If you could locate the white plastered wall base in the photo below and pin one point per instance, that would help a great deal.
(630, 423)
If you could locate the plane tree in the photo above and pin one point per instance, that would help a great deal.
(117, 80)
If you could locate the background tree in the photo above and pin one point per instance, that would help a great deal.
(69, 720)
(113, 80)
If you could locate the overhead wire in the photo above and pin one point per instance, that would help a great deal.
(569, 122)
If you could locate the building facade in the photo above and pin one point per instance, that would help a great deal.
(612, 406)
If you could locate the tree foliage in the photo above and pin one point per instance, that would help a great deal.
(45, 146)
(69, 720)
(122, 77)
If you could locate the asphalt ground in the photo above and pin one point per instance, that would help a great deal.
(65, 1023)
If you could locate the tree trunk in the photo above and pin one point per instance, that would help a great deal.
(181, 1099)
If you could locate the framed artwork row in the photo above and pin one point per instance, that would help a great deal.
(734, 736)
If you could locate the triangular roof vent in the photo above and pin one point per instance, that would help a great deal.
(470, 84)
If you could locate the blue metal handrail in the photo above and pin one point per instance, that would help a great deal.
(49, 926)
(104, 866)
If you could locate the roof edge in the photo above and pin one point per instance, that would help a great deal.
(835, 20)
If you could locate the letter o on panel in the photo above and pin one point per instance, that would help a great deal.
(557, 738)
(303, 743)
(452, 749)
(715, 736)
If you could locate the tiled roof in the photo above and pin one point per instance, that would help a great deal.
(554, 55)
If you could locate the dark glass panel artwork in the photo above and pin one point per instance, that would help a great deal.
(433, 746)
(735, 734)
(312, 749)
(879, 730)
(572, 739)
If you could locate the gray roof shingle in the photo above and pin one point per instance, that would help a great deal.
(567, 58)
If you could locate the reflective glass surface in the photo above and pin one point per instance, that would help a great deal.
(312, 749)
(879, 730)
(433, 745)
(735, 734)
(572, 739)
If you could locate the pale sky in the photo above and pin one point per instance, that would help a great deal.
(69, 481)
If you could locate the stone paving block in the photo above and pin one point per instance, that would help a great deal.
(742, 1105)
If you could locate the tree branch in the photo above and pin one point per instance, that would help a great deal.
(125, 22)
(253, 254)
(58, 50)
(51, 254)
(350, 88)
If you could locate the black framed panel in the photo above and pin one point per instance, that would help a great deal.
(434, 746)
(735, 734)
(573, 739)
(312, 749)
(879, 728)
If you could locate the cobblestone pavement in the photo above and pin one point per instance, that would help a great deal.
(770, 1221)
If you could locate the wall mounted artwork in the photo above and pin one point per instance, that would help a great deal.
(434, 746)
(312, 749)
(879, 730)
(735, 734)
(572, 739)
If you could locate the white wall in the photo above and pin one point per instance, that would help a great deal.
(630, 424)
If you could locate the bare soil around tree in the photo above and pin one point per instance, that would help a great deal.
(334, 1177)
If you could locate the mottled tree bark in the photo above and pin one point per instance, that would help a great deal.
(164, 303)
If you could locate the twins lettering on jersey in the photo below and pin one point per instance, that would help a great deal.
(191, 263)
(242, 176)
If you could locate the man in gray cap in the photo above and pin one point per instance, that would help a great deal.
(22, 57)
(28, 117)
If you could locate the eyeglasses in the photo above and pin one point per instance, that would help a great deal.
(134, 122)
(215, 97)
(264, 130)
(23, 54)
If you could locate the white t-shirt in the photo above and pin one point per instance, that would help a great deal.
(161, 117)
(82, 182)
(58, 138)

──────────

Problem statement => Return the rows above without change, starting with the line that contains "If you could locate the stone" and going on through the line that contains "(770, 1221)", both ends included.

The solution =>
If you could locate the stone paving block in the photo above and pin one point per instance, that would help a great deal.
(742, 1105)
If you could locate the tree branch in the photo above and pin one point per instance, that would help a great deal.
(125, 22)
(253, 254)
(58, 50)
(51, 254)
(350, 88)
If you could locate the black framed panel in the photo above and pin one point per instance, that would help a great deal.
(434, 746)
(735, 734)
(573, 739)
(312, 749)
(879, 728)
If you could locate the cobblestone pavement in the photo above and pin one point per instance, that would help a great deal.
(770, 1221)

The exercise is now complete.